>>>>
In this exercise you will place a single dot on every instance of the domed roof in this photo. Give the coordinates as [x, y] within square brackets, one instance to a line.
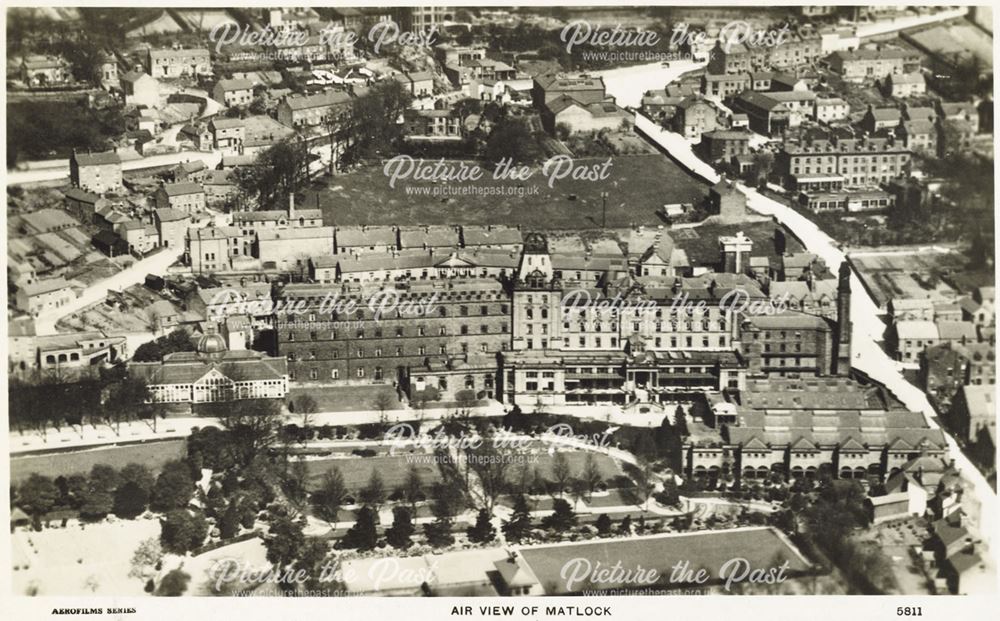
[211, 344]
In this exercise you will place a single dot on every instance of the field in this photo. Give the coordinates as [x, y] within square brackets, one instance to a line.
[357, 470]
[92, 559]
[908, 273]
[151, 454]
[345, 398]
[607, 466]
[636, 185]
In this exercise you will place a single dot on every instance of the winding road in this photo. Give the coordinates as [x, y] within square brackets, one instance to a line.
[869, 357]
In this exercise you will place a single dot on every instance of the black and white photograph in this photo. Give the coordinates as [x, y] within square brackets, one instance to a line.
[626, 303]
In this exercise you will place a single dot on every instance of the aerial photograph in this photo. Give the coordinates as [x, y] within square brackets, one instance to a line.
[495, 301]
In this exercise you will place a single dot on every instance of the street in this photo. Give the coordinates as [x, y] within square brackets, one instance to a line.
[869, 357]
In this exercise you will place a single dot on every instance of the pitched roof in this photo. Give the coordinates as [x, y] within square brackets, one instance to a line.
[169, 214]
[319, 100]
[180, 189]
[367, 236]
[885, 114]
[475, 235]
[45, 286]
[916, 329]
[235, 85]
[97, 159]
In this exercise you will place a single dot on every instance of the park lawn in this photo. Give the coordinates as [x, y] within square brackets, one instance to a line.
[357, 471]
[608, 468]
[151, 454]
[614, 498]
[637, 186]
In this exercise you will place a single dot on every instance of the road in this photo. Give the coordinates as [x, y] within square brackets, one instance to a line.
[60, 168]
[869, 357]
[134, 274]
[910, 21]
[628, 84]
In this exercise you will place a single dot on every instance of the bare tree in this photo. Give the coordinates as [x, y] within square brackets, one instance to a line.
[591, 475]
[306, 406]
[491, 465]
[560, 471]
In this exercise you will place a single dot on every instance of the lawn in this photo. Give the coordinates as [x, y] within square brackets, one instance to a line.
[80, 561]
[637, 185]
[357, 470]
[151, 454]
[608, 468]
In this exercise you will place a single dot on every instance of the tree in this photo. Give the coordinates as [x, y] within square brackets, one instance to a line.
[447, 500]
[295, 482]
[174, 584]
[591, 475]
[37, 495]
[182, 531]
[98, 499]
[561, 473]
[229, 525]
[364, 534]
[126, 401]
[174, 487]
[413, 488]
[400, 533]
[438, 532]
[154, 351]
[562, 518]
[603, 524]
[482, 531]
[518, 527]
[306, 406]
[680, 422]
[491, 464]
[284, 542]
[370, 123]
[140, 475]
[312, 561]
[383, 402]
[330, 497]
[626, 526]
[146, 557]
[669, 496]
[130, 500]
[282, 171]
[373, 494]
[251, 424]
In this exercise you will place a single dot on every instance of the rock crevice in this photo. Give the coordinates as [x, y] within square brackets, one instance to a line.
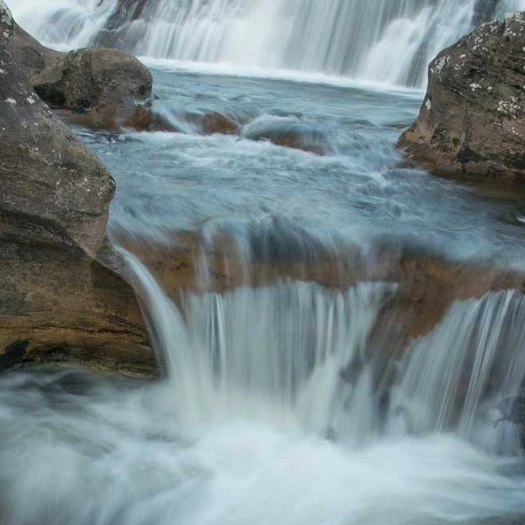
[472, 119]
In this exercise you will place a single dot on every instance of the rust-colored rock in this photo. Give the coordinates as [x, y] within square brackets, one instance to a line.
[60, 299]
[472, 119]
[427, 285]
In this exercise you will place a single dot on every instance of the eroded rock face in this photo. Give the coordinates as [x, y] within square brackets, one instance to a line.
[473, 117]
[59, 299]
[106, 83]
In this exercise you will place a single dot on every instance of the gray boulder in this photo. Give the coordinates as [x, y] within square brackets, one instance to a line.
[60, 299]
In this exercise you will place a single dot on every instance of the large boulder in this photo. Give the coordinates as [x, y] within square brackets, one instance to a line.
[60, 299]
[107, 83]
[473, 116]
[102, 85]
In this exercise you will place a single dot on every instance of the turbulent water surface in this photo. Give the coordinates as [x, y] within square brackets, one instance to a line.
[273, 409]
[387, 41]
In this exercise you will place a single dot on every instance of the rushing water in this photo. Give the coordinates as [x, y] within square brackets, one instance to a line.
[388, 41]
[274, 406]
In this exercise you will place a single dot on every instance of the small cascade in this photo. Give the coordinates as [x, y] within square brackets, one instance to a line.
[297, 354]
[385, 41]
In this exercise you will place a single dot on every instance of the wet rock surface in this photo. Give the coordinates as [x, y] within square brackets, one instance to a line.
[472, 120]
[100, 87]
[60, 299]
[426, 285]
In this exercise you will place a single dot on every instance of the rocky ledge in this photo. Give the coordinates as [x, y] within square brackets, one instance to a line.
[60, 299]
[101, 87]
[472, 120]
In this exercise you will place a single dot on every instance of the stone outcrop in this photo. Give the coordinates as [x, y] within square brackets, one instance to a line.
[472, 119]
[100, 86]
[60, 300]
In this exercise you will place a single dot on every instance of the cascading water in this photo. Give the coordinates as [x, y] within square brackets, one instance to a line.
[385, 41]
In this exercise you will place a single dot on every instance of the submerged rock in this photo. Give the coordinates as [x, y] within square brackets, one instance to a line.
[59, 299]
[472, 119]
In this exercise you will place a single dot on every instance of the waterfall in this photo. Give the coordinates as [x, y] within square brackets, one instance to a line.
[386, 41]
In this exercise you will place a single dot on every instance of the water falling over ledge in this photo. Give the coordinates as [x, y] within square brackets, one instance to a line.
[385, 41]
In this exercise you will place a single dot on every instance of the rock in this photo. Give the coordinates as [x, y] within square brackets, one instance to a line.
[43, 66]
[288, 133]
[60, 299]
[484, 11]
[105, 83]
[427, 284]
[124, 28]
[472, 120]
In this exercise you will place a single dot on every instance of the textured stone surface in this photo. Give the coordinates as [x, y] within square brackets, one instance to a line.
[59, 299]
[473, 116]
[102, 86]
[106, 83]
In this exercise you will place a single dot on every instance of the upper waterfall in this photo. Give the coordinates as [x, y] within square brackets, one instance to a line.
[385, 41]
<<<<
» **GIVEN TASK**:
Leave out all pictures, then copy the remaining material exactly.

» **ANSWER BELOW**:
In this exercise you will place a single dot on every instance of the domed roof in this photo. Give the coordinates as [x, y] within square brackets, one instance to a line.
[211, 344]
In this exercise you will place a single dot on every instance of the field in this photo. Give the coordinates as [x, y] within square brackets, one instance to a line.
[357, 470]
[92, 559]
[908, 273]
[151, 454]
[345, 398]
[607, 466]
[636, 185]
In this exercise you will place a single dot on every instance of the winding road in this photo. Give the coordinates as [x, y] within square brackets, one instance to a line.
[869, 357]
In this exercise you will place a single dot on every instance of the black and white photograph in this photo. Give the coordinates as [x, y] within square brackets, one instance to a line.
[626, 303]
In this exercise you will place a single dot on every instance of the aerial photograph in this photo. Give the coordinates as [x, y] within square brackets, one instance to a line.
[495, 301]
In this exercise you will place a single dot on every instance of the street in this photo. Give the coordinates as [x, y] within square brackets, one instance to a line.
[869, 357]
In this exercise you will place a single dot on every instance of the pitched roof in this photo. Give the coordinates as [x, y] within square brackets, one instance to a line.
[169, 214]
[319, 100]
[180, 189]
[367, 236]
[885, 114]
[475, 235]
[45, 286]
[916, 329]
[235, 85]
[97, 159]
In this exercise you will place a single dot on every instance of the park lawn in this photo. Give the coordinates as [x, y] within square brackets, one instance to a line.
[357, 471]
[608, 468]
[151, 454]
[614, 498]
[637, 186]
In this exercise you will place a single dot on every instance of the road in this photo. Give the coordinates as [x, y] within square brackets, one instance to a line.
[60, 168]
[869, 357]
[134, 274]
[910, 21]
[628, 84]
In this exercise you will place a single dot on every instance of the bare tree in this photo. Give the coordinates as [x, y] within square brackets, one instance to a line.
[591, 475]
[306, 406]
[491, 465]
[560, 471]
In this exercise you will place a single dot on every instance of the lawn in this photo. Give the coordinates as [x, y] within square brackets, one instance to a line.
[80, 561]
[637, 185]
[357, 470]
[151, 454]
[608, 468]
In this exercise you will place a single dot on every instance of the tree in this photo. Give the coordinates as [x, y] within square brackets, one instance to a line.
[447, 500]
[295, 482]
[174, 584]
[591, 475]
[37, 495]
[182, 531]
[98, 499]
[561, 473]
[229, 525]
[364, 534]
[126, 401]
[174, 487]
[413, 488]
[400, 533]
[438, 532]
[154, 351]
[562, 518]
[603, 524]
[482, 531]
[518, 527]
[306, 406]
[680, 422]
[491, 464]
[284, 542]
[370, 123]
[140, 475]
[312, 561]
[383, 402]
[330, 497]
[626, 526]
[146, 557]
[669, 496]
[130, 500]
[282, 171]
[373, 494]
[251, 424]
In this exercise you will place a single dot on every instance of the rock crevice in this photo. Give the coordinates as [x, y] within square brackets, one instance to a line.
[472, 119]
In this exercise you will place a single dot on every instance of the rust-colored rock in this photo. Give the coordinates as [x, y] within square brackets, one instance to a line.
[60, 299]
[472, 119]
[427, 285]
In this exercise you will place a single dot on every instance of the eroded rock face in this photo. Give the coordinates as [x, y] within square brackets, one instance to a line.
[473, 117]
[59, 299]
[106, 83]
In this exercise you will place a single dot on every instance of the gray boulder in this photo. Give the coordinates as [x, y] within square brackets, one instance to a line.
[60, 299]
In this exercise you will place a single dot on every instance of the large boulder in this photo. Give the coordinates as [x, y] within square brackets, one instance to a line.
[60, 299]
[107, 83]
[473, 116]
[102, 85]
In this exercise you will place a single dot on every instance of the turbulent water surface in this photo. Give the coordinates as [x, y] within square brackets, one instance to a line.
[273, 409]
[387, 41]
In this exercise you will place a single dot on every instance of the rushing water in this photo. Give the coordinates as [x, y] within square brackets, one instance to a line.
[388, 41]
[274, 406]
In this exercise you will place a single dot on every instance of the small cascade in this photo. Give the coordinates as [x, y] within square brackets, one instance to a line.
[297, 354]
[385, 41]
In this exercise you will place a single dot on every instance of the wet rock surface in this photo. Give the coordinates as [x, y] within square brackets, one instance to a line.
[472, 120]
[100, 87]
[60, 299]
[426, 285]
In this exercise you will place a single dot on every instance of the rocky ledge in this photo. Give the coordinates as [x, y] within square brackets, one instance to a line.
[60, 299]
[101, 87]
[472, 120]
In this exercise you will place a single dot on every instance of the stone outcrop in this photo. Give the coordinates as [x, y] within square brackets, one instance to a line.
[472, 119]
[100, 86]
[60, 300]
In this exercise you will place a single dot on every instance of the cascading water in this photo. Give the coordinates as [x, y] within square brackets, one instance to a line.
[385, 41]
In this exercise you will place a single dot on every instance of the submerged rock in this photo. Give the coordinates as [x, y] within square brackets, one instance to a line.
[59, 299]
[472, 119]
In this exercise you will place a single dot on every instance of the waterfall in this photo. Give the coordinates as [x, y] within square brackets, one instance to a line.
[386, 41]
In this exercise you will place a single dot on every instance of the water falling over ledge in this photo. Give the coordinates as [x, y] within square brackets, one instance to a line.
[385, 41]
In this exercise you will place a single dot on every instance of the rock in this photo. Give the coordinates as [x, y] within square brackets, one instance to a line.
[43, 66]
[288, 133]
[60, 299]
[484, 11]
[105, 83]
[427, 284]
[124, 28]
[472, 120]
In this exercise you will place a single dot on every instance of the textured stone surface in this photo. Give the coordinates as [x, y] within square brackets, one instance to a line.
[59, 299]
[473, 116]
[102, 86]
[106, 83]
In this exercise you will place a single dot on every instance of the upper waterfall in this photo. Give the coordinates as [x, y] within square brackets, one instance to a line.
[385, 41]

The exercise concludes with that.